(Dataset excerpt)
"""

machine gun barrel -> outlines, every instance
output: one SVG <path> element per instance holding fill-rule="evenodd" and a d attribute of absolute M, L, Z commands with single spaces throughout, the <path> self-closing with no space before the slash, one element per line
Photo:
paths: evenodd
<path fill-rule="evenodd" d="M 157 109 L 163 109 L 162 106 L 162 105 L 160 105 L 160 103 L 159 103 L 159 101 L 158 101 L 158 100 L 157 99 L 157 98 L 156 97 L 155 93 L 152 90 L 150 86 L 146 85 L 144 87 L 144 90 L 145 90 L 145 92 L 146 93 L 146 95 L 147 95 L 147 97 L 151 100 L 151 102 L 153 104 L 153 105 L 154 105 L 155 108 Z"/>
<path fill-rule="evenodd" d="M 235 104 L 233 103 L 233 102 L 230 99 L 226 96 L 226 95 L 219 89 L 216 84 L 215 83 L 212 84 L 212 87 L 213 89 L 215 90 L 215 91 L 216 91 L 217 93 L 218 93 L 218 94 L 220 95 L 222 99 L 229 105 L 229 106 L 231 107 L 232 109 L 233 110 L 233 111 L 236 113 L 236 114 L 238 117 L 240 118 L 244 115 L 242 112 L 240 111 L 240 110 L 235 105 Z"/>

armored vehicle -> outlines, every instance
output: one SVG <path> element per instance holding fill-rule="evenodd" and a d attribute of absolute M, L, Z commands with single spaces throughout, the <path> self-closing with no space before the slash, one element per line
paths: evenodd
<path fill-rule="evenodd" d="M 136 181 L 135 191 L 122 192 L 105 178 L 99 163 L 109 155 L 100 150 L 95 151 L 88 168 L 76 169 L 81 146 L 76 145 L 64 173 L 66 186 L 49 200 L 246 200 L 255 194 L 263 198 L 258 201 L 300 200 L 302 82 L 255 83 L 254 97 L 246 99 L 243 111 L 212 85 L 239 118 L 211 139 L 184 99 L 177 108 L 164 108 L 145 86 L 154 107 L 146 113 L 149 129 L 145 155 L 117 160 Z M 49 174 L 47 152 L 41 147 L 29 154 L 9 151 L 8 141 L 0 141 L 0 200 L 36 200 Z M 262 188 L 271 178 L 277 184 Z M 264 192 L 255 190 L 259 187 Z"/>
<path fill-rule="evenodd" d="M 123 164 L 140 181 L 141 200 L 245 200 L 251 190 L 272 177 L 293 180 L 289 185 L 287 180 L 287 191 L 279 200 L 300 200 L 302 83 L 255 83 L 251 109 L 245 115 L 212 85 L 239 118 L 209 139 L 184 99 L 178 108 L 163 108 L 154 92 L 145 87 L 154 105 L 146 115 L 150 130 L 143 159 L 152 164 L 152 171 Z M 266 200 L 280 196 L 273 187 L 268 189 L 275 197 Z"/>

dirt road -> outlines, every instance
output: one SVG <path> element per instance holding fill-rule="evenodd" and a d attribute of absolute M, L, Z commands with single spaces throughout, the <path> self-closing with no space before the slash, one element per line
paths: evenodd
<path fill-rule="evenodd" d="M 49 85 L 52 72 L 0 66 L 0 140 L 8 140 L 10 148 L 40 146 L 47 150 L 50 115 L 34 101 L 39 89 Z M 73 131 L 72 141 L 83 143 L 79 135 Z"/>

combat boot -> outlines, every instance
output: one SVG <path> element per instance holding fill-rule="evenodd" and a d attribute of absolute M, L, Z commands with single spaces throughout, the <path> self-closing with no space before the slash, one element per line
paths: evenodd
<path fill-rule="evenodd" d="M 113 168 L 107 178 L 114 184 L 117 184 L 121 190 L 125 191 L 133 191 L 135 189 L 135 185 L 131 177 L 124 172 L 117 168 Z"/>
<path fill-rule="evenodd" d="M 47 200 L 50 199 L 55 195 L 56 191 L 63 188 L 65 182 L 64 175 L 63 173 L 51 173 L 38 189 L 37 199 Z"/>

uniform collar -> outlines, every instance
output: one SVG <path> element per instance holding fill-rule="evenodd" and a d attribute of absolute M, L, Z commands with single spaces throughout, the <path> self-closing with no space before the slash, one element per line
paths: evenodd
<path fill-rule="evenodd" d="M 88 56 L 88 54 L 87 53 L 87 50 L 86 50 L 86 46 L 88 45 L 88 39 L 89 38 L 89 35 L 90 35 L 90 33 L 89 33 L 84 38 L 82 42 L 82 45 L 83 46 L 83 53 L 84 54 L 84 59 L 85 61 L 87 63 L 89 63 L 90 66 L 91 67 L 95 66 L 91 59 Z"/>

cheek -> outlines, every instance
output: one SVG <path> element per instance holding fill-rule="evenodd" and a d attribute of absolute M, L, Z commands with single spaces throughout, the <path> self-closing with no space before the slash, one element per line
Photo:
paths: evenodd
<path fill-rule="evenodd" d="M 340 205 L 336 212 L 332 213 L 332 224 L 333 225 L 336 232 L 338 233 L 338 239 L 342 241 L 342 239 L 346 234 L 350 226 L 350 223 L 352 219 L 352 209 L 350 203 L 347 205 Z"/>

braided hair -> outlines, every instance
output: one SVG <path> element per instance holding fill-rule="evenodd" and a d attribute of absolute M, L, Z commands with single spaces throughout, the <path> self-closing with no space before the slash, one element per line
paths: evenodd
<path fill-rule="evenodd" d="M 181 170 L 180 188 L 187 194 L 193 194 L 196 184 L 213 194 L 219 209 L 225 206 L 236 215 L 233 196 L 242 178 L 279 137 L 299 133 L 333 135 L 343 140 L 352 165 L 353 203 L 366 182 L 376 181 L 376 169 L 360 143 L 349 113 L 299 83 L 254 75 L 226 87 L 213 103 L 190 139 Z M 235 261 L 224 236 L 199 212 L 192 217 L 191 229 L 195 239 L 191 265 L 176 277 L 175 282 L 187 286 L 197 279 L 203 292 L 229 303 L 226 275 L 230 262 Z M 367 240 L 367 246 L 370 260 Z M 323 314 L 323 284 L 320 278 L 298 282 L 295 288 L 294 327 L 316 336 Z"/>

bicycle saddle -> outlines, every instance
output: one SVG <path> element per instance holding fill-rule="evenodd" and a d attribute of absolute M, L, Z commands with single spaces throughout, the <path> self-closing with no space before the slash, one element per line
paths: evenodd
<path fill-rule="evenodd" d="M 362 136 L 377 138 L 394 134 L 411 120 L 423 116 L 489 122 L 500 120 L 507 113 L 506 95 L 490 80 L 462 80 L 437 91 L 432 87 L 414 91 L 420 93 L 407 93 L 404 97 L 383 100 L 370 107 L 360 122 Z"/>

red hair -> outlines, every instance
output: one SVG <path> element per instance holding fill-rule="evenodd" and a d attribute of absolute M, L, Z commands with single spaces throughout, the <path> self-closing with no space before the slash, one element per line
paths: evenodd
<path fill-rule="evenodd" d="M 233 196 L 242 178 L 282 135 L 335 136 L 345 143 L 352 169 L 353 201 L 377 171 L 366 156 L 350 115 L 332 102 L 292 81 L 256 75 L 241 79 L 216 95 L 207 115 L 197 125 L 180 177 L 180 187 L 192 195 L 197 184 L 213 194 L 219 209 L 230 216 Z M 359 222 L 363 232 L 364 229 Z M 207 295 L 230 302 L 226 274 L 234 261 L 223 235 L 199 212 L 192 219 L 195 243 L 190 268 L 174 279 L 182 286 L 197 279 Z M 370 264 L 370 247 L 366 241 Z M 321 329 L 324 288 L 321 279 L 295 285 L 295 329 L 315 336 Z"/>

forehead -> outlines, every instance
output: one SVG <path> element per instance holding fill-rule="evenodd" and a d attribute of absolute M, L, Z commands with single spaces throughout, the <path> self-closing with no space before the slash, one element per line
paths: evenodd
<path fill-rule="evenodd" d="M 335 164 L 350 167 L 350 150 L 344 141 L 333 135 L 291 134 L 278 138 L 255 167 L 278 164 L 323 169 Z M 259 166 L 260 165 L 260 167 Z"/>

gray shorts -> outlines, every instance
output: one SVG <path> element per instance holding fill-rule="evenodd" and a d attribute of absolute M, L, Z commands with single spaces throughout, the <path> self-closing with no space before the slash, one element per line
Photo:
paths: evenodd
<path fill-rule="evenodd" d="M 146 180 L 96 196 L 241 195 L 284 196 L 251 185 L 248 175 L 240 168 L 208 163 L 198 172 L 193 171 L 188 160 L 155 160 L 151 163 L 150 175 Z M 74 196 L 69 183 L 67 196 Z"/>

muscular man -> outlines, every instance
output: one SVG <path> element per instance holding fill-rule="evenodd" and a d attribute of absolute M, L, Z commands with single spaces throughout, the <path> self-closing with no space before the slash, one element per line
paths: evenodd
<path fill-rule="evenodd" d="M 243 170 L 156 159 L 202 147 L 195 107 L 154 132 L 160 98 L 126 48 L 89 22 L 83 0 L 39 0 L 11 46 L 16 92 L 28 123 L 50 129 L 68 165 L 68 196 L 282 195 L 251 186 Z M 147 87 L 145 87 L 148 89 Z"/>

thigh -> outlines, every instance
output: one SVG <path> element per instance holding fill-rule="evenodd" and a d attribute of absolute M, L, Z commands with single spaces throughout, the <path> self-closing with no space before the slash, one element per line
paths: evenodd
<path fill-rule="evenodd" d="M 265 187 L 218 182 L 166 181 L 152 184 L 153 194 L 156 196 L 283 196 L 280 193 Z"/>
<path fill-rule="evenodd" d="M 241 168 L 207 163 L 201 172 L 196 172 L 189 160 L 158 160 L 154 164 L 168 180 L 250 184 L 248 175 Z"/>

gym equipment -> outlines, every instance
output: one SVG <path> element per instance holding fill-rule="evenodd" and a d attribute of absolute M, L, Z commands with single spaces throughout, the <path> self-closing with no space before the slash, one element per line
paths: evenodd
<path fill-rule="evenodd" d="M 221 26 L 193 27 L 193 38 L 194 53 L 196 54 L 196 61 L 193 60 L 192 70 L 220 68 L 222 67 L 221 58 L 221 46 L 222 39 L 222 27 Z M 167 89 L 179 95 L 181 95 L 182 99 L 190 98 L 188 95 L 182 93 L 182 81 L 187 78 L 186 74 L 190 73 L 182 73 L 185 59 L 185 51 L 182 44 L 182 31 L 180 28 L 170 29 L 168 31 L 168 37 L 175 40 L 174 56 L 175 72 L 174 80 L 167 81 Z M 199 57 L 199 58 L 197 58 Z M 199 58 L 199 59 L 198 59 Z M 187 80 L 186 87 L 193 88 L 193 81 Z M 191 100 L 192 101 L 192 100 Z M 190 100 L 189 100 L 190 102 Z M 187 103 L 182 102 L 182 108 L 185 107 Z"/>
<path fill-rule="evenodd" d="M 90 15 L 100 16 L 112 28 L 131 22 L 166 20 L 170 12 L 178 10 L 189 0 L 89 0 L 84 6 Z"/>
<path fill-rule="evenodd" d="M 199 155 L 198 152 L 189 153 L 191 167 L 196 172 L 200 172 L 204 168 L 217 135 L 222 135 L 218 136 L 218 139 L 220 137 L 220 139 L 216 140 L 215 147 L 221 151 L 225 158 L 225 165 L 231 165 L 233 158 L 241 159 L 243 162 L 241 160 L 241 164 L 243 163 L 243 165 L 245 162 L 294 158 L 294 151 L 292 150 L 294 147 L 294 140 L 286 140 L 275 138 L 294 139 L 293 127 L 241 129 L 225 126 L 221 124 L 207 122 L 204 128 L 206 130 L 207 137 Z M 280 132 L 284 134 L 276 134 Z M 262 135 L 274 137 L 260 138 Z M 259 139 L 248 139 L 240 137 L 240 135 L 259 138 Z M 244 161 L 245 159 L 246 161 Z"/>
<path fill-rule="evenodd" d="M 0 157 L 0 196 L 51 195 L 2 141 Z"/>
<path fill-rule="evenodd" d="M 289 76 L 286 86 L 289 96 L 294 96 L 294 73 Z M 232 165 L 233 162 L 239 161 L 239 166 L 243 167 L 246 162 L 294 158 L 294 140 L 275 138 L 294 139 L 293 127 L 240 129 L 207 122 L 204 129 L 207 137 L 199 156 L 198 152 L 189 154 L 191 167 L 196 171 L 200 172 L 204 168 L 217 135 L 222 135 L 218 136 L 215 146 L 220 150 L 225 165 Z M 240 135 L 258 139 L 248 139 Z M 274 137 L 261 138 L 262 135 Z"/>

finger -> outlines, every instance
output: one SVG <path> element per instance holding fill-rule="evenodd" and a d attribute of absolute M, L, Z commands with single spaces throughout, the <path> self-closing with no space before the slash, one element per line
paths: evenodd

"""

Work to complete:
Copy out the lines of the listing verbatim, starting with the line containing "forehead -> outlines, every instance" and going on through the line containing "335 164 L 350", both included.

Written answer:
forehead -> outlines, every instance
output: one SVG <path> element per instance holding fill-rule="evenodd" and a d attribute of absolute M, L, Z commands with single spaces throughout, the <path> self-closing with no space before the slash, one element per line
paths: evenodd
<path fill-rule="evenodd" d="M 335 164 L 350 167 L 350 150 L 344 141 L 333 135 L 291 134 L 278 138 L 255 167 L 278 164 L 323 169 Z M 259 166 L 260 165 L 260 167 Z"/>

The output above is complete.